_Assignment:_ In the records below, begin at the line that has "target | white face mask" and stop after the line that has "target | green grass"; quote those lines verbatim and nothing more.

[Source data]
*** Block opens ***

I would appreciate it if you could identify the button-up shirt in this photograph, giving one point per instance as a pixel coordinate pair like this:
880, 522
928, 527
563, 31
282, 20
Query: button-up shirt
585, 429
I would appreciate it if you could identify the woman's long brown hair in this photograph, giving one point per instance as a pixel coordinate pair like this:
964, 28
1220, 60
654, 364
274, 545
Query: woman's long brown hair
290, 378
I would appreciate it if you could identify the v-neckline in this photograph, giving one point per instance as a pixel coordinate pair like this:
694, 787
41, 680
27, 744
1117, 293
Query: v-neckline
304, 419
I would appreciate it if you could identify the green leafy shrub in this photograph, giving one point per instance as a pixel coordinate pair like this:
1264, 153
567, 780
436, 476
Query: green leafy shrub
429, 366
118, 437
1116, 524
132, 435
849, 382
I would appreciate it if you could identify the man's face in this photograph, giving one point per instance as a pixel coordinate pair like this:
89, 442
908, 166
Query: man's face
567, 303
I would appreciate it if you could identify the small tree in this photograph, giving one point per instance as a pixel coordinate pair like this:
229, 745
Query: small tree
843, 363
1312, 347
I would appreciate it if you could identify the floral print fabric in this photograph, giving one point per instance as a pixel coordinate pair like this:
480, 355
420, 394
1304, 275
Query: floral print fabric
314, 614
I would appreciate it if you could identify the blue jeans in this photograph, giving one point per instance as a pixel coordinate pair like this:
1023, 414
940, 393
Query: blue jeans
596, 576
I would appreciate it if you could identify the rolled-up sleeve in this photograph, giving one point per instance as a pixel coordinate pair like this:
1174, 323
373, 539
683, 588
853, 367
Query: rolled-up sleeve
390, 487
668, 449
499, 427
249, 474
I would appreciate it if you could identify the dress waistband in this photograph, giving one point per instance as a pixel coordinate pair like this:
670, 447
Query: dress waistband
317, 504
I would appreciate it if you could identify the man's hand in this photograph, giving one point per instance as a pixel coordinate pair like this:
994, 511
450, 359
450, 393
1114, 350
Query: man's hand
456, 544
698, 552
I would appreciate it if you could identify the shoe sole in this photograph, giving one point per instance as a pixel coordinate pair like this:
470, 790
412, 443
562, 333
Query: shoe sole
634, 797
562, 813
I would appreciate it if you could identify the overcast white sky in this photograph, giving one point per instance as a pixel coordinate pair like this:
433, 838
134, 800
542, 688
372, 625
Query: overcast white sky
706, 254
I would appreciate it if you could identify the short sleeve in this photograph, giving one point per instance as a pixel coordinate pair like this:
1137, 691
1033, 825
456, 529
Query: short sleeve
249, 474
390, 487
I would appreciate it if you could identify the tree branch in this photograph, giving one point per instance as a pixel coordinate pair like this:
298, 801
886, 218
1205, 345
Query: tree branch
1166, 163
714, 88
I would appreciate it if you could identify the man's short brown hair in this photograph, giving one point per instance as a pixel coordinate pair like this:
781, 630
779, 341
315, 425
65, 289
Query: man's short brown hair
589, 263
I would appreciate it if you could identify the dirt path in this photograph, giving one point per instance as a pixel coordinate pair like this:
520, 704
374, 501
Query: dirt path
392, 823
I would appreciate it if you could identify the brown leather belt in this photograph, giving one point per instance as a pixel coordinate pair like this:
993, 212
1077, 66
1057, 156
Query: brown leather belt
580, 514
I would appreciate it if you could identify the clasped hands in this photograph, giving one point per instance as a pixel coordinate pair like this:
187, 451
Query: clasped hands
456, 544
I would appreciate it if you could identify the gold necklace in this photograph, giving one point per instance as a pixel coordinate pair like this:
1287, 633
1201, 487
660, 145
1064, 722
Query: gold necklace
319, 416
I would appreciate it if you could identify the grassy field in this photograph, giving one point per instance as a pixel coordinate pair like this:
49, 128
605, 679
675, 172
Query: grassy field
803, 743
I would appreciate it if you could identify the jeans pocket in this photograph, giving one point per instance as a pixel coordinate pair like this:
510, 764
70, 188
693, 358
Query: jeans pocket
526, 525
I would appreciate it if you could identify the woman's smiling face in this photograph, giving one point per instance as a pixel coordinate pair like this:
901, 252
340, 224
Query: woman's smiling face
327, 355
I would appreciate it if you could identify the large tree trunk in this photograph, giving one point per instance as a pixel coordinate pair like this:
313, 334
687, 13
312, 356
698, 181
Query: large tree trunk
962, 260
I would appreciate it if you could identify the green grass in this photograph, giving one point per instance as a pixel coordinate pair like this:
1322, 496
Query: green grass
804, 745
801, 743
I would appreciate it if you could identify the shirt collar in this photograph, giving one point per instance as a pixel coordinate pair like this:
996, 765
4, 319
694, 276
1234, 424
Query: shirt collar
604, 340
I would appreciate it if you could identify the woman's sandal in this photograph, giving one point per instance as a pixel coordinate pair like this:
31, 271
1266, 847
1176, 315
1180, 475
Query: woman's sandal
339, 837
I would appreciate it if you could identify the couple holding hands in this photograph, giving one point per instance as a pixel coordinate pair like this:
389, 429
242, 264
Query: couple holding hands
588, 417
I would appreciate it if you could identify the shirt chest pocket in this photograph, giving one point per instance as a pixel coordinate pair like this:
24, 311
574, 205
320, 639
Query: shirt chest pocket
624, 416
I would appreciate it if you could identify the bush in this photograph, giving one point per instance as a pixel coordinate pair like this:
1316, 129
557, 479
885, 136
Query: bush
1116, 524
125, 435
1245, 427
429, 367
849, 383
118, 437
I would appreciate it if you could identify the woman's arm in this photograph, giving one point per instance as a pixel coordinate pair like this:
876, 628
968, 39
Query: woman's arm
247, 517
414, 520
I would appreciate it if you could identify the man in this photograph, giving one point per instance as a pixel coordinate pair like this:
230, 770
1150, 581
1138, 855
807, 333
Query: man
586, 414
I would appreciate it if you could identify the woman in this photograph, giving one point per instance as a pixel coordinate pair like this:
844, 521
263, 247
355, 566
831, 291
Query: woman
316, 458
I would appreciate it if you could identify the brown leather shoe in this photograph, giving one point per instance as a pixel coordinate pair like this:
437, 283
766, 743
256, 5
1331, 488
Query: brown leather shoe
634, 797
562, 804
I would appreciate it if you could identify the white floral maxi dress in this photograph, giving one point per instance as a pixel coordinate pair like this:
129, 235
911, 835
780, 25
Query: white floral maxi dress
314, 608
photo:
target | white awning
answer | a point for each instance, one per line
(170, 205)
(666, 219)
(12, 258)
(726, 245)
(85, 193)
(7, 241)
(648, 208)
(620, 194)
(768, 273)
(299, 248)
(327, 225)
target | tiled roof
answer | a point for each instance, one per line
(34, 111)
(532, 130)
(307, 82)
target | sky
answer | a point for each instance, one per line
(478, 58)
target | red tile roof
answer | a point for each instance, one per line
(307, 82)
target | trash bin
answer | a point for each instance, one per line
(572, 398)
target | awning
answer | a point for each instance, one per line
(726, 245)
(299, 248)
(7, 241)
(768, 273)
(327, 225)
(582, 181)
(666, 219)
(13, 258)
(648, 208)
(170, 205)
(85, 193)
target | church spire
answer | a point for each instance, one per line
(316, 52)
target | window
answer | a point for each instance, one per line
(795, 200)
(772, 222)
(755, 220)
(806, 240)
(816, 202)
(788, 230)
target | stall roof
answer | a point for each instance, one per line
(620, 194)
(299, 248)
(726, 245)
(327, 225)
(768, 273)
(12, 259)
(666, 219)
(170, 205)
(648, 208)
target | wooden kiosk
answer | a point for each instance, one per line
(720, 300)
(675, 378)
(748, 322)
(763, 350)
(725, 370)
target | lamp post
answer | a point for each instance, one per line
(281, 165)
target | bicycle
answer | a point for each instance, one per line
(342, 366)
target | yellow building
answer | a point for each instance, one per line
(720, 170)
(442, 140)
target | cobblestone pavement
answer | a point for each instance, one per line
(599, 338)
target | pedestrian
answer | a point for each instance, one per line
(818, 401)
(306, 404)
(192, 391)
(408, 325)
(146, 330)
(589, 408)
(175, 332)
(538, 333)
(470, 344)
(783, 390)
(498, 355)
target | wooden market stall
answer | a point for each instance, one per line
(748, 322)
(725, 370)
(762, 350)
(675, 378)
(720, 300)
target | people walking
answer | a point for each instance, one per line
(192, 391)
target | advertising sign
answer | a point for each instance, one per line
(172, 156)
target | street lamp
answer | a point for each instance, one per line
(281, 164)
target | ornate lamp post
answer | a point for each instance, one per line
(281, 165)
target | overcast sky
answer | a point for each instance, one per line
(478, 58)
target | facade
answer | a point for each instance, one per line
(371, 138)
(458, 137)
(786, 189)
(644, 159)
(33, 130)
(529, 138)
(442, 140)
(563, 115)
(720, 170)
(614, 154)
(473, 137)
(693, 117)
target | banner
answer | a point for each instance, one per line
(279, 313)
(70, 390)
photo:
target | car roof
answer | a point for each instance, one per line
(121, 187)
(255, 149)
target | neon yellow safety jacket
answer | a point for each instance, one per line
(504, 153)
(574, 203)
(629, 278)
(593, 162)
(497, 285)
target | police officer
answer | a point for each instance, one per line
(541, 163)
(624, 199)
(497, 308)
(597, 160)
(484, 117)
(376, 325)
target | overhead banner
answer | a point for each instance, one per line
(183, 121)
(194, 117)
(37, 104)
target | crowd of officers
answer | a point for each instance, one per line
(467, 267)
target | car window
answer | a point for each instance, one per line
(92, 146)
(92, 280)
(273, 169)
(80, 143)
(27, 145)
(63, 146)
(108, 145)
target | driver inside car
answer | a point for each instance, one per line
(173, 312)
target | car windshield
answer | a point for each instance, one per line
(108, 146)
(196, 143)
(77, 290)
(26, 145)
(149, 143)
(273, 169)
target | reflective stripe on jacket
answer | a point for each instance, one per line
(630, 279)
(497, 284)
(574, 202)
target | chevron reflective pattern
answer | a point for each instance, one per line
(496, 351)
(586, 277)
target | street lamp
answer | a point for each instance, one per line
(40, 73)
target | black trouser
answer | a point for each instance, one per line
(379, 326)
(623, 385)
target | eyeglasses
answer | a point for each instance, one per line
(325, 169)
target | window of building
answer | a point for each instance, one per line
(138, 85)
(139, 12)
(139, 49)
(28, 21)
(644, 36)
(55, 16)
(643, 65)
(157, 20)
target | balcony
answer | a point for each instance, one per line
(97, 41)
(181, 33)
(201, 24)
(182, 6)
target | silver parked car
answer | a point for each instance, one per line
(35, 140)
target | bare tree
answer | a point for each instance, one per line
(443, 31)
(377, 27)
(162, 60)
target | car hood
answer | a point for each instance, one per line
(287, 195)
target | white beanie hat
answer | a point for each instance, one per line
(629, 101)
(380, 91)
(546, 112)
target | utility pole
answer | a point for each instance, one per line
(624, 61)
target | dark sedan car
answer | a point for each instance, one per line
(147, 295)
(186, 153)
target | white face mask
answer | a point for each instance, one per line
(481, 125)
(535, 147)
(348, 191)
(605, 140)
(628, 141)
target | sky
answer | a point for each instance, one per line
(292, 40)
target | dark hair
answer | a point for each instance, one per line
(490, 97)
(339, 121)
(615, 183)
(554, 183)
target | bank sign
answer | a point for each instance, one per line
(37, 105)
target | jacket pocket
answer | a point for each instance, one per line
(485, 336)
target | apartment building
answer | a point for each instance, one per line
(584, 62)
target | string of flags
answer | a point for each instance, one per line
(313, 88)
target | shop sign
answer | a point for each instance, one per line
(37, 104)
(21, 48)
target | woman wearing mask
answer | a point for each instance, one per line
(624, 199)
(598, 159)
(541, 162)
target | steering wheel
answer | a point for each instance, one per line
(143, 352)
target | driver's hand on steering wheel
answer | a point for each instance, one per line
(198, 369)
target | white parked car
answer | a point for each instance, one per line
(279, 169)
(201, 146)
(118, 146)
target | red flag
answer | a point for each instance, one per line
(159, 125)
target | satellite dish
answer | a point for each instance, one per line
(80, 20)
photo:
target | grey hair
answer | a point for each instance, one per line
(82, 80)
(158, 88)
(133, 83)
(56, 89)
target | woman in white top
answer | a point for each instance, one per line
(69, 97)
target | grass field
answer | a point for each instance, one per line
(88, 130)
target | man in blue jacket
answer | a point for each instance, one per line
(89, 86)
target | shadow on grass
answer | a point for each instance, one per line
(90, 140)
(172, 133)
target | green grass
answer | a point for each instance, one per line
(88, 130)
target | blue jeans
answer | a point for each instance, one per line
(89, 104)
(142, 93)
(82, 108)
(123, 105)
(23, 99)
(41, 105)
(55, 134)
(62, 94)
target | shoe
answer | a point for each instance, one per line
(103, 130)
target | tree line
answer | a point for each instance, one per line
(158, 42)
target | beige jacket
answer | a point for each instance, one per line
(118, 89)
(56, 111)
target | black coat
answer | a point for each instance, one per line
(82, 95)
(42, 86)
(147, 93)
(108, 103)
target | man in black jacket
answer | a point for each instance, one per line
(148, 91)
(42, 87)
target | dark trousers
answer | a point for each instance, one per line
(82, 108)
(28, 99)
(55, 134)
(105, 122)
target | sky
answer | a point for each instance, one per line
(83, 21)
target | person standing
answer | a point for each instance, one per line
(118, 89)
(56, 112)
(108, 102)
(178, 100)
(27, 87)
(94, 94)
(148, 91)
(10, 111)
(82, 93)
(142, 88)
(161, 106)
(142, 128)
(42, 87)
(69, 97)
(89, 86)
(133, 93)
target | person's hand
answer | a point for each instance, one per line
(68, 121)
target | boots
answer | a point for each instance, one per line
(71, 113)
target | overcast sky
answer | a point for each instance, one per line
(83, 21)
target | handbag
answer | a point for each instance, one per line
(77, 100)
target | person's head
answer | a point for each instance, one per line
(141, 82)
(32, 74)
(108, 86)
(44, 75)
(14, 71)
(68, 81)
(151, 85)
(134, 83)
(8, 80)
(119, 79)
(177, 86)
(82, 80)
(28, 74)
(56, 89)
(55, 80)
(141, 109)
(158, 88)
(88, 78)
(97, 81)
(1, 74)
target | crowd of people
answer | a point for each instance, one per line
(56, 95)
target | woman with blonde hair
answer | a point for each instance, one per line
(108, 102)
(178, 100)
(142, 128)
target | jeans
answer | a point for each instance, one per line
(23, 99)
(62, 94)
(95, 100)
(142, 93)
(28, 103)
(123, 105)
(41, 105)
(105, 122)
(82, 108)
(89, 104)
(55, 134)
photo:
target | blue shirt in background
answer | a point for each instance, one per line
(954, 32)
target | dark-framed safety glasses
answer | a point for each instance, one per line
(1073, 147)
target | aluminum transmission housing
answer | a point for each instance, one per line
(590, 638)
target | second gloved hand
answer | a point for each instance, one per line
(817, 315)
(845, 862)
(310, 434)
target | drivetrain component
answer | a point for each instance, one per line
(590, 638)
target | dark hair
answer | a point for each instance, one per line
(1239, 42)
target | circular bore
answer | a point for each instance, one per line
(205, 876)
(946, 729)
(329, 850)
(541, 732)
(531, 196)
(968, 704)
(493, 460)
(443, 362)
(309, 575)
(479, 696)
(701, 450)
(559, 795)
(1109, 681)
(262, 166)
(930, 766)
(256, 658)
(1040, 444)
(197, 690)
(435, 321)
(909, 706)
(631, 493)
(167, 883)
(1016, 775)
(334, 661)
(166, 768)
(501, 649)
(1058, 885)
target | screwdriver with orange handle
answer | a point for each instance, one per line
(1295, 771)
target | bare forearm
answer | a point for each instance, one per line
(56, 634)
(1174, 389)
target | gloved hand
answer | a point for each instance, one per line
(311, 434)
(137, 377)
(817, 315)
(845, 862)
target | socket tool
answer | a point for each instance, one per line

*** Block closes ***

_Exercise output:_
target | white face mask
answer | a point for each instance, one per line
(481, 125)
(535, 147)
(348, 191)
(605, 140)
(628, 141)
target | sky
answer | a point for each instance, one per line
(292, 40)
target | dark hair
answer | a point for each instance, one per line
(490, 97)
(339, 121)
(615, 183)
(554, 183)
target | bank sign
answer | a point for each instance, one per line
(37, 105)
target | jacket pocket
answer | a point for each instance, one per line
(485, 336)
target | apartment building
answer | a point for each instance, one per line
(584, 62)
target | string of flags
answer | a point for each instance, one per line
(313, 88)
target | shop sign
answer | a point for each instance, one per line
(37, 104)
(21, 48)
target | woman wearing mask
answer | a point for each instance, one per line
(624, 199)
(598, 159)
(541, 162)
target | steering wheel
answer | a point for each instance, one per line
(143, 352)
target | driver's hand on steering wheel
answer | a point for each instance, one per line
(198, 369)
target | white parked car
answer | a point for each instance, one per line
(279, 169)
(201, 146)
(118, 146)
target | red flag
answer | a point for each instance, one per line
(159, 125)
target | satellite dish
answer | a point for each instance, one per line
(80, 20)
photo:
target | grey hair
answer | a point for each instance, one per line
(82, 80)
(158, 88)
(133, 83)
(56, 89)
target | woman in white top
answer | a point for each instance, one per line
(69, 97)
target | grass field
answer | a point for each instance, one per line
(88, 130)
target | man in blue jacket
answer | a point for each instance, one per line
(89, 86)
target | shadow on grass
answer | a point for each instance, one per line
(90, 140)
(172, 133)
target | green grass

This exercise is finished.